Requirement ▸ Beginning at the top of the listing, repeat each line exactly until the line with "TARGET = white candle" has been repeated too.

Extracted data ▸

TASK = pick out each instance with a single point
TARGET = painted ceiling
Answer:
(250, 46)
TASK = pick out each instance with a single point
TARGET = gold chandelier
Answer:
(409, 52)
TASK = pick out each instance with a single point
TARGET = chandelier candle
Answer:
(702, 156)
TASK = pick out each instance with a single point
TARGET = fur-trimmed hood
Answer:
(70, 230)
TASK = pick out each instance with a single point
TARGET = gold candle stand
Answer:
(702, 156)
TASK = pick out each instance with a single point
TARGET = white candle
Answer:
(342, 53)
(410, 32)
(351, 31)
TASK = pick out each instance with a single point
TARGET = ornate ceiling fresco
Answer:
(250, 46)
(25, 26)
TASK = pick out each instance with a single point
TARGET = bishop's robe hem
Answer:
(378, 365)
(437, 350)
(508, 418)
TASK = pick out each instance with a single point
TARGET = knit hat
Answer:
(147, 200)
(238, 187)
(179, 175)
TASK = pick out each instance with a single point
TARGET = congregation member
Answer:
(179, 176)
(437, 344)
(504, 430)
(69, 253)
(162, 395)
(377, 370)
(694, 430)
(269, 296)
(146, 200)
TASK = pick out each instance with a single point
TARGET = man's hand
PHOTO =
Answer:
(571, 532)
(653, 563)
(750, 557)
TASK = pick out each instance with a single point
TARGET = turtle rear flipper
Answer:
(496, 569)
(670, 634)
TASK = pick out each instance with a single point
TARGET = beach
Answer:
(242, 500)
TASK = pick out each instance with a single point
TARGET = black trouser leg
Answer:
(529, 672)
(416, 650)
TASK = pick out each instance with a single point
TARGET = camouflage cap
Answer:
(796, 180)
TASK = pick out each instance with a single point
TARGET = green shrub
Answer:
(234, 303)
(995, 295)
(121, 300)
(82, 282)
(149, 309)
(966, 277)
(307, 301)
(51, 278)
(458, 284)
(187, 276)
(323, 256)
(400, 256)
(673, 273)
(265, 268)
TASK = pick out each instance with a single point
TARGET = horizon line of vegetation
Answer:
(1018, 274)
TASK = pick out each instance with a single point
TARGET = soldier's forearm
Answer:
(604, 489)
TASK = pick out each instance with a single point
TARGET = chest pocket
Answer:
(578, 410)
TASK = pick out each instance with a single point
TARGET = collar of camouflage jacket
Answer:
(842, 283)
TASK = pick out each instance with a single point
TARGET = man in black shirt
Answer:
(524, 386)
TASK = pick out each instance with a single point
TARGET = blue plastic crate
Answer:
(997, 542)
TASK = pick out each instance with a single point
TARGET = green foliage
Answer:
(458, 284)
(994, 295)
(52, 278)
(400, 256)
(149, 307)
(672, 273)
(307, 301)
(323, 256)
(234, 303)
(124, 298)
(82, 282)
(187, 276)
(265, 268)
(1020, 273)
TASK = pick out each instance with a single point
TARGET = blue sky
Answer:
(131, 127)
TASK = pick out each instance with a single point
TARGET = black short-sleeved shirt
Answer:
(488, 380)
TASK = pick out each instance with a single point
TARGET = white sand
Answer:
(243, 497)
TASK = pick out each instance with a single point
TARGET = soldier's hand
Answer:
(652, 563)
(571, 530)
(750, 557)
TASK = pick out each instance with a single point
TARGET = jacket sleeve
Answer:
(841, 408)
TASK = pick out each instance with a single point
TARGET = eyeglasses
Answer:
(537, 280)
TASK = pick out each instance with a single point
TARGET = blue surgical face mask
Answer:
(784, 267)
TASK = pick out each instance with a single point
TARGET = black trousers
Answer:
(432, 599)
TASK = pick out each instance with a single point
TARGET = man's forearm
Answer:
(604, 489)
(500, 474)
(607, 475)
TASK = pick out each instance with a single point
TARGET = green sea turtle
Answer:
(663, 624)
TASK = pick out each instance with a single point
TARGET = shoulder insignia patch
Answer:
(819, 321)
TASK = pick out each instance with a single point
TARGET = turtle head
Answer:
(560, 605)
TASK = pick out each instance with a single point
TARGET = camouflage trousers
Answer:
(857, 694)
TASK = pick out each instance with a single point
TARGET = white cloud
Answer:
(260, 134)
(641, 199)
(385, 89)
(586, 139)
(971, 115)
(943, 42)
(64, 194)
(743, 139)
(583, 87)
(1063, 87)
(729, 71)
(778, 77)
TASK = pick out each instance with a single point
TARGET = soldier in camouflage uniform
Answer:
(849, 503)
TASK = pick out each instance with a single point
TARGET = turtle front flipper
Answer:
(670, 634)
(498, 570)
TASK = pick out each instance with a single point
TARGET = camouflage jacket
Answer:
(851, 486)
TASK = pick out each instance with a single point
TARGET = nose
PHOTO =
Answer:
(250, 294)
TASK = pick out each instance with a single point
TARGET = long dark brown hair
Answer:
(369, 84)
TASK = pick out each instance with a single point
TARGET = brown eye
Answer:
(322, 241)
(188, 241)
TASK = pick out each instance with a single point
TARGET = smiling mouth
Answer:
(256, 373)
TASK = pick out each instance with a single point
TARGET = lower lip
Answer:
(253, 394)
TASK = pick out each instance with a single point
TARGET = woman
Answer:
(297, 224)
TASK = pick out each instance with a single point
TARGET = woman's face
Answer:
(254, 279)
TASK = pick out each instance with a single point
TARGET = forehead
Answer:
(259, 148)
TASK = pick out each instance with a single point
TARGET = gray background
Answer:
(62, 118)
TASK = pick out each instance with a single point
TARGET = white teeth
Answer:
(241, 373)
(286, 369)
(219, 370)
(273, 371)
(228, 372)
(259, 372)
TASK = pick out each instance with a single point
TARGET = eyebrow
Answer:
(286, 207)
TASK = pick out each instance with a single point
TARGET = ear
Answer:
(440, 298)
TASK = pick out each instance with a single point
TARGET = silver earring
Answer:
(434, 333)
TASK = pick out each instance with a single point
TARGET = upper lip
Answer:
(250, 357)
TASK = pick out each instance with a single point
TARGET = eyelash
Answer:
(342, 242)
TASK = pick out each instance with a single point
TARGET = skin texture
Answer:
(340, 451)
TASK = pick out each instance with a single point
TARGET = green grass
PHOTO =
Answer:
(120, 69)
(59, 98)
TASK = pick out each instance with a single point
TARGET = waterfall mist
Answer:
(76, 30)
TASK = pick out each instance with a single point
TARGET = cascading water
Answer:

Completed exercise ▸
TASK = pick out each instance with a single point
TARGET = painted ceiling
Answer:
(250, 46)
TASK = pick out each instance with a single point
TARGET = gold chandelier
Answer:
(409, 52)
TASK = pick out each instance with a single point
TARGET = chandelier candle
Answer:
(702, 156)
TASK = pick out each instance with a single point
TARGET = fur-trimmed hood
Answer:
(70, 230)
TASK = pick out each instance with a single point
TARGET = gold candle stand
Answer:
(702, 156)
TASK = pick out each instance with a single point
TARGET = white candle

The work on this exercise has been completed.